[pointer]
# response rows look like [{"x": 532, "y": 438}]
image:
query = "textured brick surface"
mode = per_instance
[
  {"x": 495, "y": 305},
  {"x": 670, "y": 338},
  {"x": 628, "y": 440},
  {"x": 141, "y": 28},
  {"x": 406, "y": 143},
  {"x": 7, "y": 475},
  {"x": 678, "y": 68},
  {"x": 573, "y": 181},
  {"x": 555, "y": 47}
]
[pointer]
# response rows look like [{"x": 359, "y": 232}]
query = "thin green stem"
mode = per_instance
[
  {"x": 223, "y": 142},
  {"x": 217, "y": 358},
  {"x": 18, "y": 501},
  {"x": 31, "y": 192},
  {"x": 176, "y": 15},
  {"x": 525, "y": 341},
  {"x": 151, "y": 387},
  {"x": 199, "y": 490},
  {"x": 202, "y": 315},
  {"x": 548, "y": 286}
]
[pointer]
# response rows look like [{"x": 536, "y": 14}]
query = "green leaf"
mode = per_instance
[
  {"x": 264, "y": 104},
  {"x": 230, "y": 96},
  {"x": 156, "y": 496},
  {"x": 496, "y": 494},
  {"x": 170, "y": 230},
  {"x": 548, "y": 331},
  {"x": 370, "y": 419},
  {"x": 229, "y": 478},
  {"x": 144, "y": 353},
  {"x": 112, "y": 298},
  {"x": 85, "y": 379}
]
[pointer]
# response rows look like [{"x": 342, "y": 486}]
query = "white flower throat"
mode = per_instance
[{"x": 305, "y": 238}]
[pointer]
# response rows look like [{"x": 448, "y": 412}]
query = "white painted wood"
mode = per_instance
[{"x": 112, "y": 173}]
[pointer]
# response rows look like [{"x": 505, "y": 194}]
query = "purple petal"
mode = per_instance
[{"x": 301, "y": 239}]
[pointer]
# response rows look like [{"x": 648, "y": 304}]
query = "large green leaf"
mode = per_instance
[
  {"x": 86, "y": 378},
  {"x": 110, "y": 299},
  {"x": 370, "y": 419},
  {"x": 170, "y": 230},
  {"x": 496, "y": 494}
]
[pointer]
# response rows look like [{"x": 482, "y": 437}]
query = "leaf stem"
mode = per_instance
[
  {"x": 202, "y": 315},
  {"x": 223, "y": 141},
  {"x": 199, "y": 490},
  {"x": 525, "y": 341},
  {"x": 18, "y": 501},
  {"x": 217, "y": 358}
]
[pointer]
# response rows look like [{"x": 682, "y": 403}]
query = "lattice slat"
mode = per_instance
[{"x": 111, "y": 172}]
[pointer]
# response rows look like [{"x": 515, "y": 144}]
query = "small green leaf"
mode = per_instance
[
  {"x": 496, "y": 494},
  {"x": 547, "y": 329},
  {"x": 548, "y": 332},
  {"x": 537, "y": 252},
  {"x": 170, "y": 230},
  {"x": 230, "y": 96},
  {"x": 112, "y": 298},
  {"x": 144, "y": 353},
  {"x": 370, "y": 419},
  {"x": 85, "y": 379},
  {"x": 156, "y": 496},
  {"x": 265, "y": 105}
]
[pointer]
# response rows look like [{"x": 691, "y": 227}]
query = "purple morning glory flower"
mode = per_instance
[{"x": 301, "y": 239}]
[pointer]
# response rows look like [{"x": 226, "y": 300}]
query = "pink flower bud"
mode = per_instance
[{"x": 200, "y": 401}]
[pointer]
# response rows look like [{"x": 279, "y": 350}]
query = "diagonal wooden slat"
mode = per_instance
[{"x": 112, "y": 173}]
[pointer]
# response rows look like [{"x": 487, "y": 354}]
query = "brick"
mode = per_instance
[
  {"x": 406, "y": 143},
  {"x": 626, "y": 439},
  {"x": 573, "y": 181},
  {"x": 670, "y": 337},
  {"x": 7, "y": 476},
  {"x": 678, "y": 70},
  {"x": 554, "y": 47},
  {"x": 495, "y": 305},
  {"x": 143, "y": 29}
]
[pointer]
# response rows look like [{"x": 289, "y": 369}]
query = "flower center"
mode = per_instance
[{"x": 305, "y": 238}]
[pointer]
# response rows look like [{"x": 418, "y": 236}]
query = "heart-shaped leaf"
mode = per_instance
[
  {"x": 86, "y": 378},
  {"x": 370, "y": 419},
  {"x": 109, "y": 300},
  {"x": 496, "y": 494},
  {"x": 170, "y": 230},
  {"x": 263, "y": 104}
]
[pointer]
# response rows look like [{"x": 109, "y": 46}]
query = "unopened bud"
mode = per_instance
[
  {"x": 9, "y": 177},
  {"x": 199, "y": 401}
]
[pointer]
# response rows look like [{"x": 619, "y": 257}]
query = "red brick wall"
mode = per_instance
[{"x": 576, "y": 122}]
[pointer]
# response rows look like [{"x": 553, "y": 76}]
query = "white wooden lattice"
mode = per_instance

____________

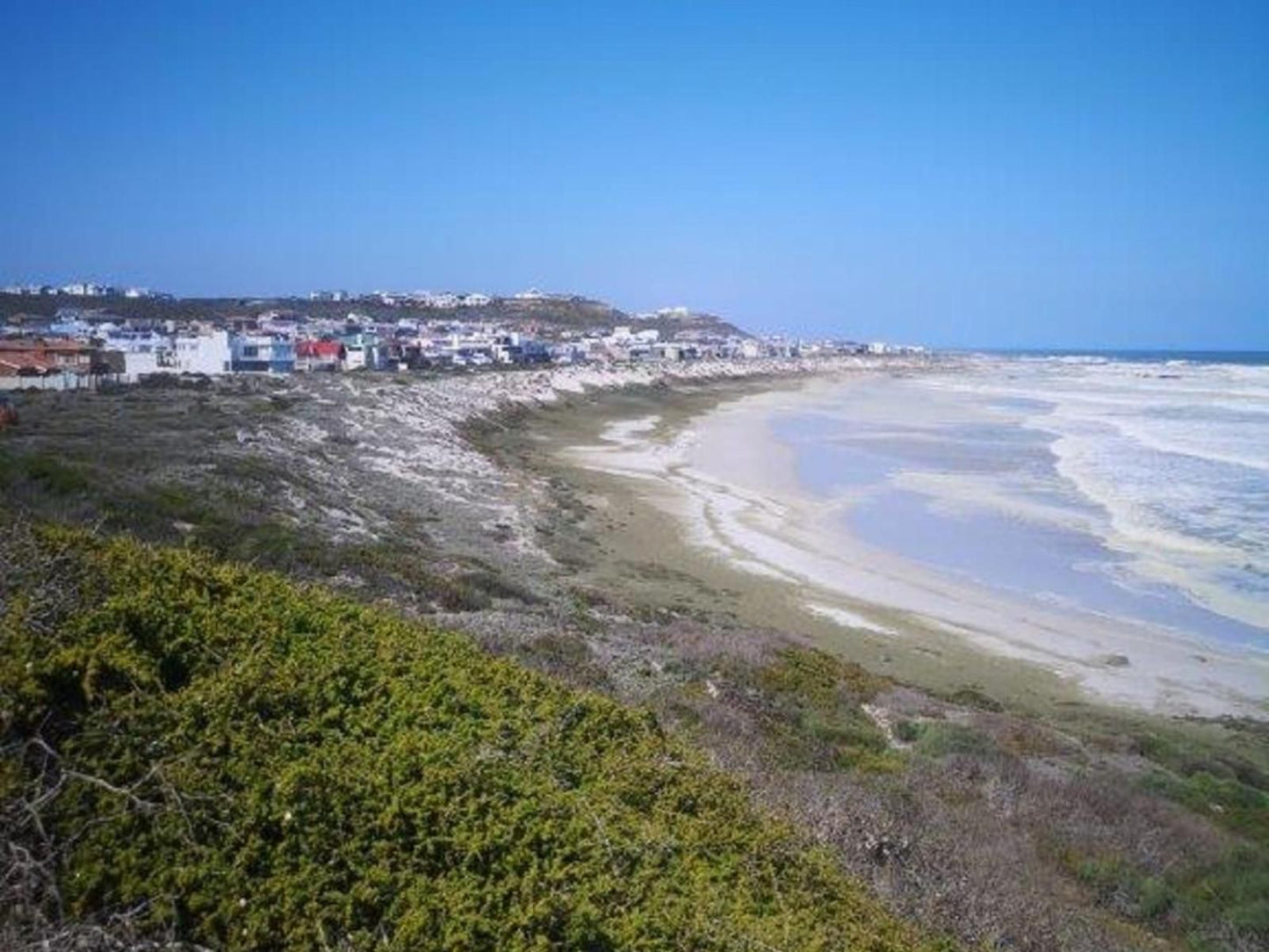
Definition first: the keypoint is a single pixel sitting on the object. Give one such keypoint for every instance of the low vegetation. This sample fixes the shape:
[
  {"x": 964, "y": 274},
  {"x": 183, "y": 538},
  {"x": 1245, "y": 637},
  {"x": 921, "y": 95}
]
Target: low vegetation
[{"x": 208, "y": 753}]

____________

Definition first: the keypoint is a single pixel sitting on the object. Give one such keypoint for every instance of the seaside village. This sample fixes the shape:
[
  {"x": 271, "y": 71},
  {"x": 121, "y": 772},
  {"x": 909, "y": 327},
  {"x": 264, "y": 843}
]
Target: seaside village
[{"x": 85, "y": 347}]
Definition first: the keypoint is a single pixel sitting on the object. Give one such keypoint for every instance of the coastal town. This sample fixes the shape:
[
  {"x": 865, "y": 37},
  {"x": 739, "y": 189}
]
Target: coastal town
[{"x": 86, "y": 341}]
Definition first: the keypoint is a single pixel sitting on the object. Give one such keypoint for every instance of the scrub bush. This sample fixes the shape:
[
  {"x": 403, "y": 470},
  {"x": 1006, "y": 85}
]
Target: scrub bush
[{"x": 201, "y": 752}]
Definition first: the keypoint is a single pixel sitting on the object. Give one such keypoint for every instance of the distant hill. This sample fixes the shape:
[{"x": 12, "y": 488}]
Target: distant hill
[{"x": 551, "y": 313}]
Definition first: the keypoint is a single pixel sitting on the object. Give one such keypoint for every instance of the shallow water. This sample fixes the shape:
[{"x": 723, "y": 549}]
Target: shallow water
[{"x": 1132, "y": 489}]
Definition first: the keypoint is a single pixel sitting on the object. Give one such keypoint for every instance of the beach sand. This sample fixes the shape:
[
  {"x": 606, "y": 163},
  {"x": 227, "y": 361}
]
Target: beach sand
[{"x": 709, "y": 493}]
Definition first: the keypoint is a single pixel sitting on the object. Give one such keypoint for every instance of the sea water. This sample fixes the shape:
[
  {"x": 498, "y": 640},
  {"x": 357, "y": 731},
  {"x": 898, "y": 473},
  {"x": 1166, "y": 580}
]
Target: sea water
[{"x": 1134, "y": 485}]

____________

Problem:
Gather every line from the records above that contains the string "brick". Matches must agree in case.

The solution:
query = "textured brick surface"
query = "brick"
query = "red brick wall"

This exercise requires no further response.